DO THIS = Identify every line in the records below that contains the word "hull", and copy each of those lines.

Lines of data
** START **
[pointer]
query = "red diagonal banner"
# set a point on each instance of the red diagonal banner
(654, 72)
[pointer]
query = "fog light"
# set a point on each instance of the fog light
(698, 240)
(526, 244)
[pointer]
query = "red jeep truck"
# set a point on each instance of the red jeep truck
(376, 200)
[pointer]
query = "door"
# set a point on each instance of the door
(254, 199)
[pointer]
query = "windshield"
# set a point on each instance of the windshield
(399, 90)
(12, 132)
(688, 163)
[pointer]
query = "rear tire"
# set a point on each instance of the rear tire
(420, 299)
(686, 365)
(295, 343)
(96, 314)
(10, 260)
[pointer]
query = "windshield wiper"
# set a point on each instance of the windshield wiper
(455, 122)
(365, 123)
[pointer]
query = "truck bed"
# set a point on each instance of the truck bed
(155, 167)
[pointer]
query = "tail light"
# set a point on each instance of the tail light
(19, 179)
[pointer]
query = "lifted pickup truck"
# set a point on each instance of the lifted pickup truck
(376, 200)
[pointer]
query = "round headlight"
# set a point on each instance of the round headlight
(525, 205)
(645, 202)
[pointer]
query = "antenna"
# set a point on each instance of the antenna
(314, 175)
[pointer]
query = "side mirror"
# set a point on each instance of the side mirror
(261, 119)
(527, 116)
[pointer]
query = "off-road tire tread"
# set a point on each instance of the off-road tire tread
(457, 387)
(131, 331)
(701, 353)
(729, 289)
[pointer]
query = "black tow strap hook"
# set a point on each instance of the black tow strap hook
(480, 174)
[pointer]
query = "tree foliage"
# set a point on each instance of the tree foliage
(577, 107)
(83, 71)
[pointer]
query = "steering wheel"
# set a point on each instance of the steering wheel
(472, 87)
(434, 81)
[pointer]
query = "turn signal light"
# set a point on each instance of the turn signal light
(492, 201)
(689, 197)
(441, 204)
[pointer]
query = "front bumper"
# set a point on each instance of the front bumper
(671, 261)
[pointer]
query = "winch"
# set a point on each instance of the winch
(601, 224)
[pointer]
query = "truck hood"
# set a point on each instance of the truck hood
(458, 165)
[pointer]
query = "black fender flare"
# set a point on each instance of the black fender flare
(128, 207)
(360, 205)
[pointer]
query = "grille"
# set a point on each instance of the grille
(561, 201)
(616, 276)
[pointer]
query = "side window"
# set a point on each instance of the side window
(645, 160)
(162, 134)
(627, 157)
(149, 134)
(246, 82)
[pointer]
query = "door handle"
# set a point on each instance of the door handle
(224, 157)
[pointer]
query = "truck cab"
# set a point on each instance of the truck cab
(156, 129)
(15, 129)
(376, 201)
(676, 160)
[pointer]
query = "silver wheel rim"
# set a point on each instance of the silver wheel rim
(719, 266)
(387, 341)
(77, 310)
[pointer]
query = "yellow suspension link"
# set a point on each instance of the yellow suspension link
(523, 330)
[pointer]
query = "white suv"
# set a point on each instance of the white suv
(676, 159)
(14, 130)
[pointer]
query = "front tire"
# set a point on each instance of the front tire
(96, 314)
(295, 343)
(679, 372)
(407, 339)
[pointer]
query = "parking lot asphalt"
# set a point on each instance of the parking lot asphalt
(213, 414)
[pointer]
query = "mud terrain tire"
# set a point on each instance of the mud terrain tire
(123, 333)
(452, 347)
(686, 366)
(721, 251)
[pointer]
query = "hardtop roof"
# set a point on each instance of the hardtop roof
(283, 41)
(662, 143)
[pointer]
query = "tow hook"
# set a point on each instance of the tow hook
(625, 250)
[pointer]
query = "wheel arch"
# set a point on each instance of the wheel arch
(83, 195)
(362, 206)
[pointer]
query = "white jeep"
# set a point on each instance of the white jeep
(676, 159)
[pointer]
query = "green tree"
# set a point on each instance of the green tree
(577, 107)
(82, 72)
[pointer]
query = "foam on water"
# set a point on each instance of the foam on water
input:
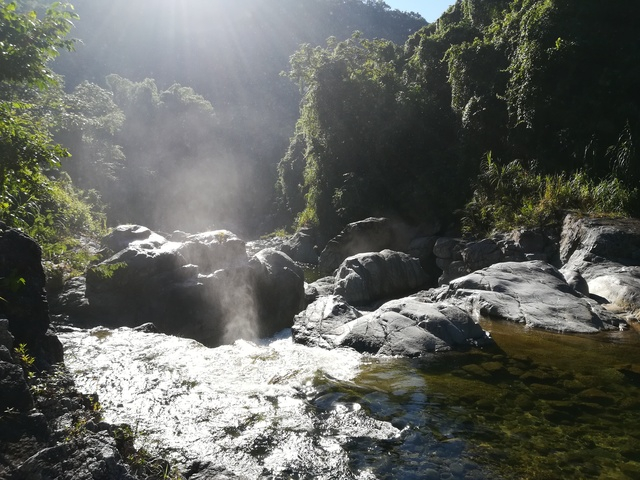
(243, 406)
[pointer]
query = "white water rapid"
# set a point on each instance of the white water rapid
(256, 410)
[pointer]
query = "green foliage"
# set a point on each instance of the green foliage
(26, 360)
(512, 195)
(33, 197)
(107, 270)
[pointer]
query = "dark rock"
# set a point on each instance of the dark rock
(279, 290)
(484, 253)
(367, 277)
(606, 253)
(370, 235)
(407, 327)
(321, 287)
(532, 293)
(322, 323)
(22, 288)
(302, 247)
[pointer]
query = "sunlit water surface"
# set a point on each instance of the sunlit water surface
(540, 406)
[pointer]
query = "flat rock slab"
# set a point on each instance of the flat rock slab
(407, 327)
(533, 293)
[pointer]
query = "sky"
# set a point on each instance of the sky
(429, 9)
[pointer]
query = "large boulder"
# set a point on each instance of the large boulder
(24, 300)
(533, 293)
(369, 235)
(279, 290)
(302, 247)
(407, 327)
(203, 286)
(605, 252)
(323, 322)
(368, 277)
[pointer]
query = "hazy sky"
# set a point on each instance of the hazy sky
(429, 9)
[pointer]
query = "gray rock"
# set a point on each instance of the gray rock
(278, 288)
(92, 457)
(449, 248)
(321, 287)
(411, 328)
(22, 288)
(322, 323)
(125, 235)
(214, 250)
(615, 239)
(14, 388)
(301, 247)
(532, 293)
(575, 281)
(370, 235)
(406, 327)
(367, 277)
(606, 253)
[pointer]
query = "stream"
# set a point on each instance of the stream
(540, 406)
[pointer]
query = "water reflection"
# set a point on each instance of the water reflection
(540, 406)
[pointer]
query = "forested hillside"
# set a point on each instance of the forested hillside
(515, 108)
(192, 163)
(177, 116)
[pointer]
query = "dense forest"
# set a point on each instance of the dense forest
(261, 114)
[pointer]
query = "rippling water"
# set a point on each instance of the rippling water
(539, 406)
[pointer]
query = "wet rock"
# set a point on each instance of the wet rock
(322, 287)
(406, 327)
(92, 457)
(302, 247)
(278, 285)
(367, 277)
(22, 288)
(370, 235)
(323, 322)
(606, 253)
(483, 253)
(533, 293)
(213, 250)
(203, 287)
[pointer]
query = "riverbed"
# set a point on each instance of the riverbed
(539, 406)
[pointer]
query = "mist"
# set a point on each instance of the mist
(186, 113)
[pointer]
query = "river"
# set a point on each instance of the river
(540, 406)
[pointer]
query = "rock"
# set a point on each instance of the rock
(302, 247)
(533, 293)
(124, 236)
(321, 287)
(370, 235)
(606, 253)
(279, 290)
(484, 253)
(407, 327)
(575, 281)
(322, 323)
(224, 297)
(410, 328)
(92, 457)
(211, 251)
(367, 277)
(22, 288)
(614, 239)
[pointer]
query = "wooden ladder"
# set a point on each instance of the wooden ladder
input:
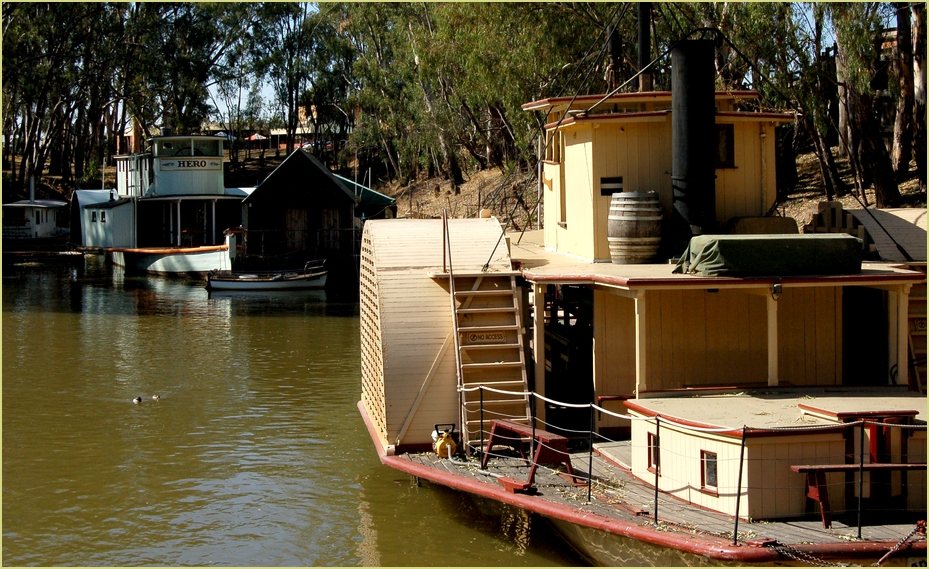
(917, 335)
(490, 352)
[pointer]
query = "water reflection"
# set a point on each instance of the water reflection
(254, 453)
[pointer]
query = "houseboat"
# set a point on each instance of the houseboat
(33, 221)
(713, 387)
(169, 212)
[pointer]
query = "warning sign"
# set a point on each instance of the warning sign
(484, 337)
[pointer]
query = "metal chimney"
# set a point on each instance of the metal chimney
(645, 17)
(693, 135)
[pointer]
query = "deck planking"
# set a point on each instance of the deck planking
(619, 496)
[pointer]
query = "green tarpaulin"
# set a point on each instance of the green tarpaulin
(771, 255)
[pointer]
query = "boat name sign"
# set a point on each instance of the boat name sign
(191, 164)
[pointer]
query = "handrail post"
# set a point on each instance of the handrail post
(860, 475)
(738, 489)
(480, 454)
(590, 455)
(657, 461)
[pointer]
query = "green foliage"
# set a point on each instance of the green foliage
(422, 88)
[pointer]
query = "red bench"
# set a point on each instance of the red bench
(816, 479)
(551, 449)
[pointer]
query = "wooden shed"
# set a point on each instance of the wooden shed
(408, 344)
(299, 212)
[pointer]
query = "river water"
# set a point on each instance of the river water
(253, 454)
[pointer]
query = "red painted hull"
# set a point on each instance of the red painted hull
(713, 548)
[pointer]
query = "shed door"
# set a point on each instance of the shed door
(295, 229)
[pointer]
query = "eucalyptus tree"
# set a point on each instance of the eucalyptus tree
(56, 83)
(285, 38)
(328, 92)
(859, 35)
(385, 88)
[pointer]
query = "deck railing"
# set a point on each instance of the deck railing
(854, 465)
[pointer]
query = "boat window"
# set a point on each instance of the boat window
(654, 453)
(553, 146)
(725, 146)
(206, 147)
(708, 479)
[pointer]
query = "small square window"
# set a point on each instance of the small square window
(654, 453)
(708, 473)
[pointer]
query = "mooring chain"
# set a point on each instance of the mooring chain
(803, 557)
(920, 527)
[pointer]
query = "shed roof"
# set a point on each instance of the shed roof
(890, 227)
(301, 167)
(40, 204)
(297, 170)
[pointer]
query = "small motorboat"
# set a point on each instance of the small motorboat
(313, 276)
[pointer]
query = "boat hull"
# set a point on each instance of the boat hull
(246, 282)
(193, 261)
(608, 541)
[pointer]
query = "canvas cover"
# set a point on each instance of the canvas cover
(771, 255)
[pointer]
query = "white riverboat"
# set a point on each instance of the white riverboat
(170, 211)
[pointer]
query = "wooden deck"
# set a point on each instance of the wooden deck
(618, 496)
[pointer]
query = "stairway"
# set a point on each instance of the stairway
(917, 339)
(490, 352)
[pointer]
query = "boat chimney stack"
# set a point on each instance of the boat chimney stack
(693, 128)
(645, 22)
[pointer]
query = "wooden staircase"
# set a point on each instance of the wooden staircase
(490, 352)
(917, 339)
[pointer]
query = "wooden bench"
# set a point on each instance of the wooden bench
(816, 479)
(551, 449)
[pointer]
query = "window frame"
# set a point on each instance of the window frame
(654, 453)
(707, 458)
(725, 145)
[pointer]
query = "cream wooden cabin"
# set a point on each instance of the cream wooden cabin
(624, 144)
(410, 319)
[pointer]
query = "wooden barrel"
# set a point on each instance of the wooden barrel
(634, 227)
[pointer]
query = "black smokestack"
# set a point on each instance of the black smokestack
(645, 16)
(693, 136)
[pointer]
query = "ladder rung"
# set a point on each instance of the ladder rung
(491, 310)
(485, 292)
(496, 402)
(491, 365)
(494, 383)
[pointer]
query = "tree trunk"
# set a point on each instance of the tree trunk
(903, 65)
(830, 173)
(918, 11)
(874, 155)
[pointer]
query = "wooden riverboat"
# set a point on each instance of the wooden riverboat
(752, 402)
(721, 451)
(313, 276)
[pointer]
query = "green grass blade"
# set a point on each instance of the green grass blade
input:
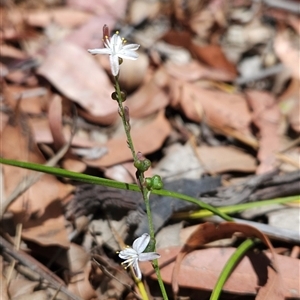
(230, 265)
(110, 183)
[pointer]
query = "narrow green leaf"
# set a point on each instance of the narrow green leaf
(107, 182)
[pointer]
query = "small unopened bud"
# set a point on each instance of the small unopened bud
(114, 96)
(142, 165)
(157, 183)
(126, 111)
(105, 31)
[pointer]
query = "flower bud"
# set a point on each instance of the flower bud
(157, 183)
(142, 165)
(148, 183)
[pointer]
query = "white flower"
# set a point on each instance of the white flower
(116, 48)
(135, 254)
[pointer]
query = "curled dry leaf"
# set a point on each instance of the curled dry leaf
(225, 158)
(283, 45)
(64, 17)
(200, 270)
(209, 232)
(41, 198)
(213, 56)
(80, 284)
(101, 8)
(151, 97)
(266, 116)
(73, 70)
(194, 70)
(219, 109)
(132, 72)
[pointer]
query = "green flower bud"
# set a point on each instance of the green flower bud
(148, 183)
(142, 165)
(157, 183)
(114, 96)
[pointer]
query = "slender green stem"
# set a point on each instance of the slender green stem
(230, 266)
(126, 125)
(159, 279)
(141, 180)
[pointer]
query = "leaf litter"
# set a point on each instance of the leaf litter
(213, 95)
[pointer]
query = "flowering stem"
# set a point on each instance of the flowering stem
(141, 180)
(123, 117)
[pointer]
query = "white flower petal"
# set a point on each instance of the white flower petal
(116, 48)
(140, 244)
(100, 51)
(114, 64)
(148, 256)
(131, 47)
(137, 270)
(127, 253)
(128, 54)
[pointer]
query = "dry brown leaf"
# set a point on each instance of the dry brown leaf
** END **
FULL RESPONSE =
query = "red painted hull"
# set a point on each instance of the red painted hull
query = "boat hull"
# set a point on each instance of the boat hull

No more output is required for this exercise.